Short exercise:
Can you print the stretch of the records from the start through the line containing "column 266, row 53", word for word and without the pictures?

Input:
==*==
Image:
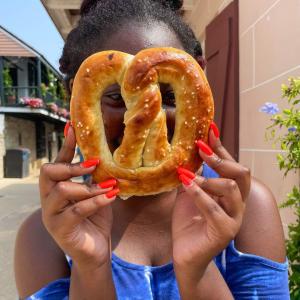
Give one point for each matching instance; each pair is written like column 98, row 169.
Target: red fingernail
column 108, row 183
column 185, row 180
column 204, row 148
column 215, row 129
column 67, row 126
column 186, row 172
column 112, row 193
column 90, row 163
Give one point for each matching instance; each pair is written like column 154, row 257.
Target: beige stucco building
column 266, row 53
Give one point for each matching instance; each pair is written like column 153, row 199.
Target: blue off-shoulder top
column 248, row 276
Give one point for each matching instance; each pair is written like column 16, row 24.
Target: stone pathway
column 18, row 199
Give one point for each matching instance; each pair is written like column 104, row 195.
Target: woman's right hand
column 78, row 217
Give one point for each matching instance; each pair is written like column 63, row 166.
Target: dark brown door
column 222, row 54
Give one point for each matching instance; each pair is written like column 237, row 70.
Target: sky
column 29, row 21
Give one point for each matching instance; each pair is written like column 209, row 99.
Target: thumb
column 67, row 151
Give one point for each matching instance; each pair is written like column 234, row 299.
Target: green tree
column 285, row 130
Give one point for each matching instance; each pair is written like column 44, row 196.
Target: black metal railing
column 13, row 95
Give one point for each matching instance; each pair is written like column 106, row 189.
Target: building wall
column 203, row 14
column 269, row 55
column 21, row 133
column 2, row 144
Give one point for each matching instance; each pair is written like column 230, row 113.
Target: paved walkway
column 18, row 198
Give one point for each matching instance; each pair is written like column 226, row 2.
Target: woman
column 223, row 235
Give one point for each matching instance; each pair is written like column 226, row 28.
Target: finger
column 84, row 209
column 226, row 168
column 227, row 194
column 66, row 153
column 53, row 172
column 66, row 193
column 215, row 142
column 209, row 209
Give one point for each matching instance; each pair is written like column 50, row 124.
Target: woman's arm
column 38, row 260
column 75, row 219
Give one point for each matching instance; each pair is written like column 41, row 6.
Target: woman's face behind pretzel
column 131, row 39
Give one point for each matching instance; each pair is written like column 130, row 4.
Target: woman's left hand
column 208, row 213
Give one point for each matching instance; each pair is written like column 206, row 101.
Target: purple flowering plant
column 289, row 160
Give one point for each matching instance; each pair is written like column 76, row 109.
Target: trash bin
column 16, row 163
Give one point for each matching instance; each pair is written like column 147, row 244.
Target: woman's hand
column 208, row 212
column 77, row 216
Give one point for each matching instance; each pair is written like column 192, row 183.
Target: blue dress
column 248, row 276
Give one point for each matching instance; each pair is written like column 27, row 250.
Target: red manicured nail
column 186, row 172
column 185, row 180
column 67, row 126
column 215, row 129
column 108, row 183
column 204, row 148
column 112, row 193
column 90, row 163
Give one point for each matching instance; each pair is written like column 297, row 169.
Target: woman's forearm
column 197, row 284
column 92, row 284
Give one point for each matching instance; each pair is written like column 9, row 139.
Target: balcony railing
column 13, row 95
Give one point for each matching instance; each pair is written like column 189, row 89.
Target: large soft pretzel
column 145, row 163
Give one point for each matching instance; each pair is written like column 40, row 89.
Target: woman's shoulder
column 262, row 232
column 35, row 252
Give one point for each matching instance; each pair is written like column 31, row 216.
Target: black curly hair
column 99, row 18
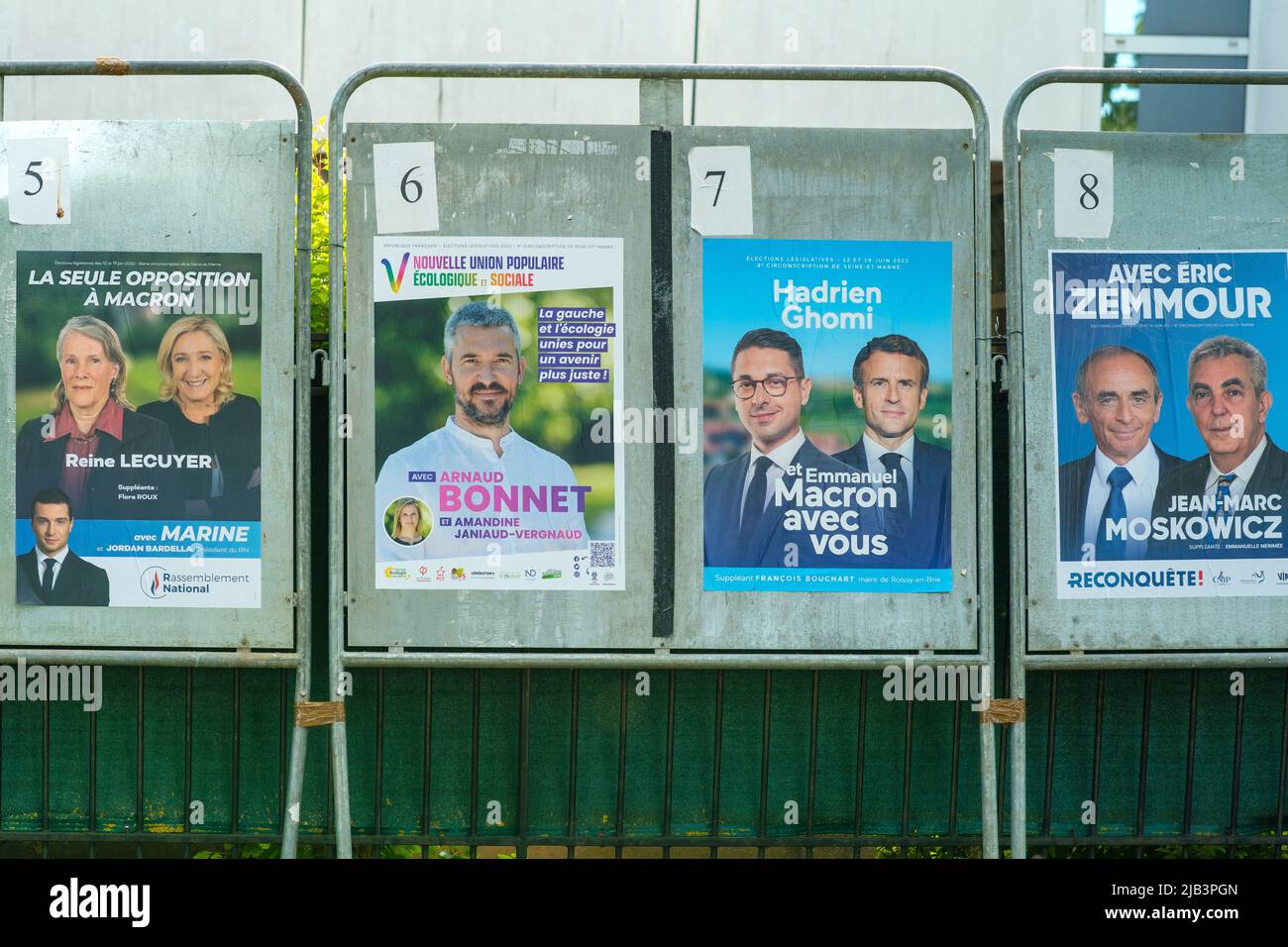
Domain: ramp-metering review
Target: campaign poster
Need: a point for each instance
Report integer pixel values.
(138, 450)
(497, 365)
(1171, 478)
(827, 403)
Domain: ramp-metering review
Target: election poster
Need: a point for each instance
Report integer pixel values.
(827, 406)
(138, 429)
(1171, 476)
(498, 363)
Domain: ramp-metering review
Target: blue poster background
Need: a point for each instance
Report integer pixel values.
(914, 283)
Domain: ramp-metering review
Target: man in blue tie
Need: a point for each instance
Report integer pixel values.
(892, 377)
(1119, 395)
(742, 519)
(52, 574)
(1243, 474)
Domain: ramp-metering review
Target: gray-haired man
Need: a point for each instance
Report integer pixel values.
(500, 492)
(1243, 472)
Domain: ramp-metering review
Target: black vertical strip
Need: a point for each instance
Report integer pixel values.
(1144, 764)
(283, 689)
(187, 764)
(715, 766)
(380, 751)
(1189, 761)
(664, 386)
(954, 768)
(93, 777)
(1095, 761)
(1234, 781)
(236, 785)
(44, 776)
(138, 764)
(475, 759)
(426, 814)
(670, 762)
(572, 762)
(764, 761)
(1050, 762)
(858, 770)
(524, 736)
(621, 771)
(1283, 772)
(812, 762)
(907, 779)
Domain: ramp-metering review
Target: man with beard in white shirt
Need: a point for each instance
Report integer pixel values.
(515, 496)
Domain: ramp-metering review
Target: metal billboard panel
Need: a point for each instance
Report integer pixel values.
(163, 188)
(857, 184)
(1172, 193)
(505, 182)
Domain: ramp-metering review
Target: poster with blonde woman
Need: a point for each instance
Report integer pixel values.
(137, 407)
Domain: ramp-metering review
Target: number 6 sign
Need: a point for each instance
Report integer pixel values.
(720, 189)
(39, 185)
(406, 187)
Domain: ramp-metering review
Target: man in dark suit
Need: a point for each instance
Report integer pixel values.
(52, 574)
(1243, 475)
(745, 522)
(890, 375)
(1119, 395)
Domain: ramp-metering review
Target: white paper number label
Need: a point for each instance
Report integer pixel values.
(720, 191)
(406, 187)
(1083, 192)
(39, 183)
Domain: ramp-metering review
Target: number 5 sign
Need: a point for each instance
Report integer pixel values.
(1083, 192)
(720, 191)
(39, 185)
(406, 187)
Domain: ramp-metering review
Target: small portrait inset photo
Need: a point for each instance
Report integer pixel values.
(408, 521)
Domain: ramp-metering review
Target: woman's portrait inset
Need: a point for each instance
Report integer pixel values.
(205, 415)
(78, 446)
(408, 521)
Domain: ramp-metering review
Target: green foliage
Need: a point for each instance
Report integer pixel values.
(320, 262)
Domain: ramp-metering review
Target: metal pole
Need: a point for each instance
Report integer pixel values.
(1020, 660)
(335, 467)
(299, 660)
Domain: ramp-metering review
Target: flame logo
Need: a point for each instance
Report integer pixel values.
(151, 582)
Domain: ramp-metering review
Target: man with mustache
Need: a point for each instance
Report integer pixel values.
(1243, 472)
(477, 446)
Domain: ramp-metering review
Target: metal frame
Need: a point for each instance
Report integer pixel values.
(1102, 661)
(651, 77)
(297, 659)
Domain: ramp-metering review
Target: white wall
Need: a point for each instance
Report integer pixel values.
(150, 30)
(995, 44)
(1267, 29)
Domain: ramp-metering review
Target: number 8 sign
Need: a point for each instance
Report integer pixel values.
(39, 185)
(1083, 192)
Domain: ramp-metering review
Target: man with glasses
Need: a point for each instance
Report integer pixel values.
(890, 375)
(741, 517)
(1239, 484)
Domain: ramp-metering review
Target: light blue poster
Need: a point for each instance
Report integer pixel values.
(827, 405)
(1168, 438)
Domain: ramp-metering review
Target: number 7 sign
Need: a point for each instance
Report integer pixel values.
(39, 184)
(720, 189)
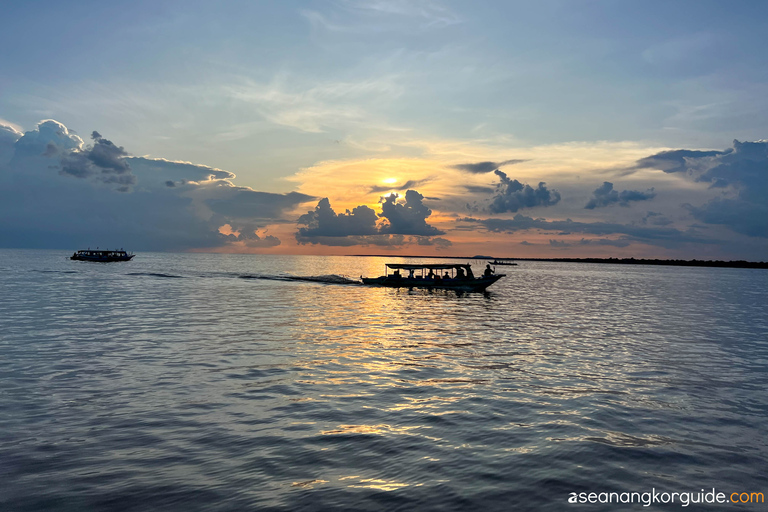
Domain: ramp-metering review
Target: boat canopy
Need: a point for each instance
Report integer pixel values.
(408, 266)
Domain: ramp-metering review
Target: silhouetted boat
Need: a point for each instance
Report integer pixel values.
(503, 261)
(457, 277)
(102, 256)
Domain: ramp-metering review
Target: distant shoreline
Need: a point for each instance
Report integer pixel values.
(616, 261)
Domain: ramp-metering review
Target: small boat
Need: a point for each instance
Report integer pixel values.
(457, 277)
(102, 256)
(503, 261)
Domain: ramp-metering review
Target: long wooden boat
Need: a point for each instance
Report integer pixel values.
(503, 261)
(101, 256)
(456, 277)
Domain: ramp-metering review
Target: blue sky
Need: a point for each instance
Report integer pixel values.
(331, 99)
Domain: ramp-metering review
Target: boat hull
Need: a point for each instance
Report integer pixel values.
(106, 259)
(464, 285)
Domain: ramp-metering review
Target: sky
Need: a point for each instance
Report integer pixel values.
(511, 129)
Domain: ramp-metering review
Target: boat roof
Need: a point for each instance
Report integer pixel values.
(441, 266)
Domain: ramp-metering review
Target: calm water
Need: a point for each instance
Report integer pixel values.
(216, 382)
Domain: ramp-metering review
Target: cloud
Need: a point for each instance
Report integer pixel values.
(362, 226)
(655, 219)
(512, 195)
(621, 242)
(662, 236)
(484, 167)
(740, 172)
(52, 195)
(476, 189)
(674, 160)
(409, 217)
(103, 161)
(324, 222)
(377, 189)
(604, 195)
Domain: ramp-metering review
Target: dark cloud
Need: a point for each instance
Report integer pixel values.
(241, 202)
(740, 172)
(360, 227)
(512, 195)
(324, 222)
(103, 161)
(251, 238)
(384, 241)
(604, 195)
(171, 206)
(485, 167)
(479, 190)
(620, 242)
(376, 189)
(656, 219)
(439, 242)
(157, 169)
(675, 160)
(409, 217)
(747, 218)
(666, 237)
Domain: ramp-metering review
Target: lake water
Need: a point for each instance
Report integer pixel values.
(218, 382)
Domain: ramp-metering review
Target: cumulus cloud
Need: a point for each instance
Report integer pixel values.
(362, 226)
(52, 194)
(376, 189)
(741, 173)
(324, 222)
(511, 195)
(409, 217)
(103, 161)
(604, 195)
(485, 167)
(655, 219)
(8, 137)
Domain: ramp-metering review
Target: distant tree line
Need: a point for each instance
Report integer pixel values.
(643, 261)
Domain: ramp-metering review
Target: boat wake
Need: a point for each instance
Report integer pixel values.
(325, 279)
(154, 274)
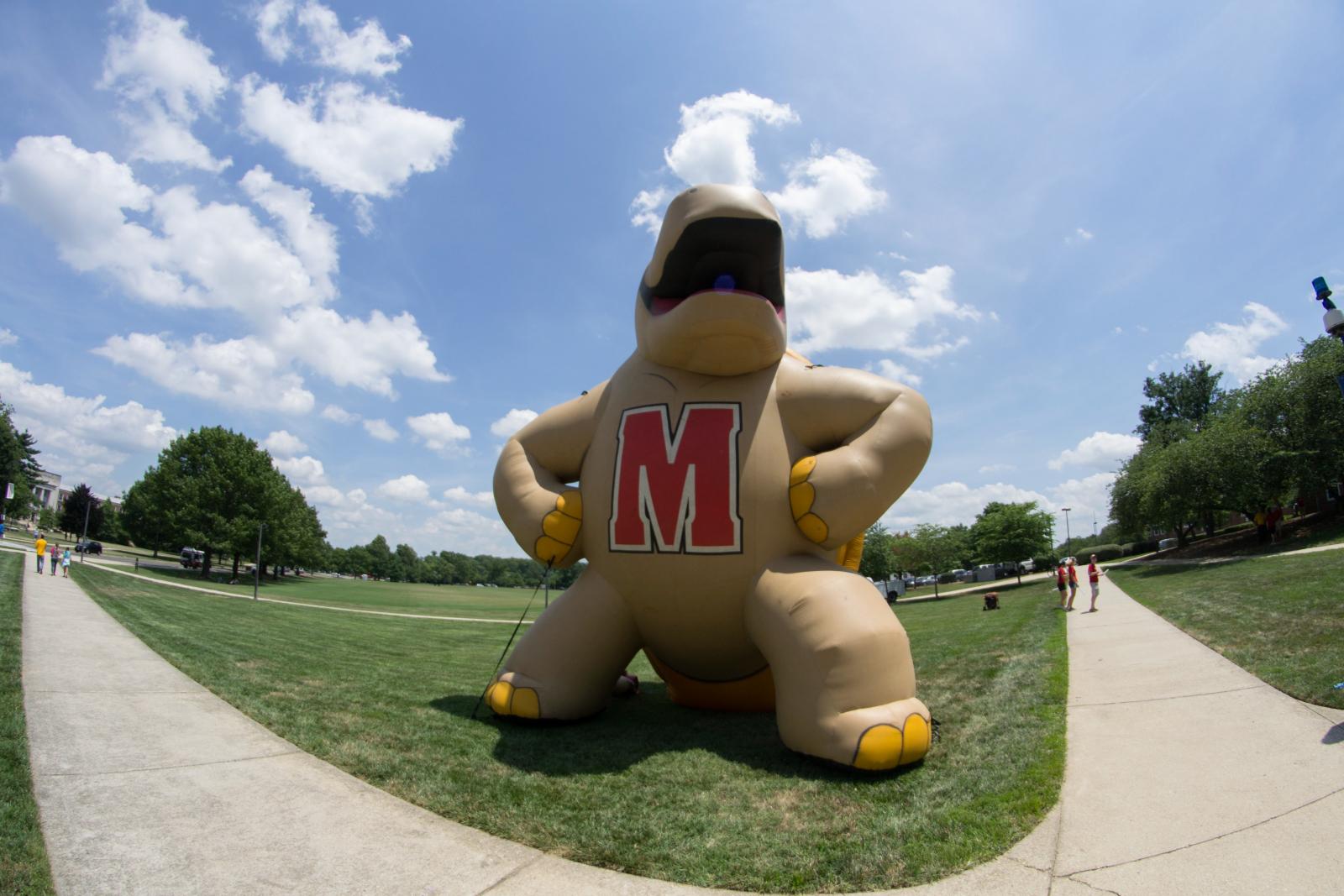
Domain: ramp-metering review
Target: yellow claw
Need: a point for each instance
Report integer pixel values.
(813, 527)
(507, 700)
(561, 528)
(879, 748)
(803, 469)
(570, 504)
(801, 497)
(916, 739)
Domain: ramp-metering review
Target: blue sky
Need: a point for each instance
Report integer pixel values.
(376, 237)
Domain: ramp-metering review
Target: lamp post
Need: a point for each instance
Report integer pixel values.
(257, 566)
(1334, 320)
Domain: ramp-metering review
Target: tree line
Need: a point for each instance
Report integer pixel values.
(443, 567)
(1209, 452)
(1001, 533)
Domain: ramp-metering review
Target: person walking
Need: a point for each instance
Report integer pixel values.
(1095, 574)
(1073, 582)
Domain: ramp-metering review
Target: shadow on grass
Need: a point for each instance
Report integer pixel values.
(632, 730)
==*==
Expected output:
Image:
Give one point for each matching instance; each pair is written like column 98, row 169.
Target: red fingernail
column 108, row 183
column 185, row 180
column 204, row 148
column 215, row 129
column 67, row 126
column 186, row 172
column 112, row 193
column 90, row 163
Give one point for each matching instance; each pair is written like column 154, row 257.
Target: beige stucco building
column 266, row 53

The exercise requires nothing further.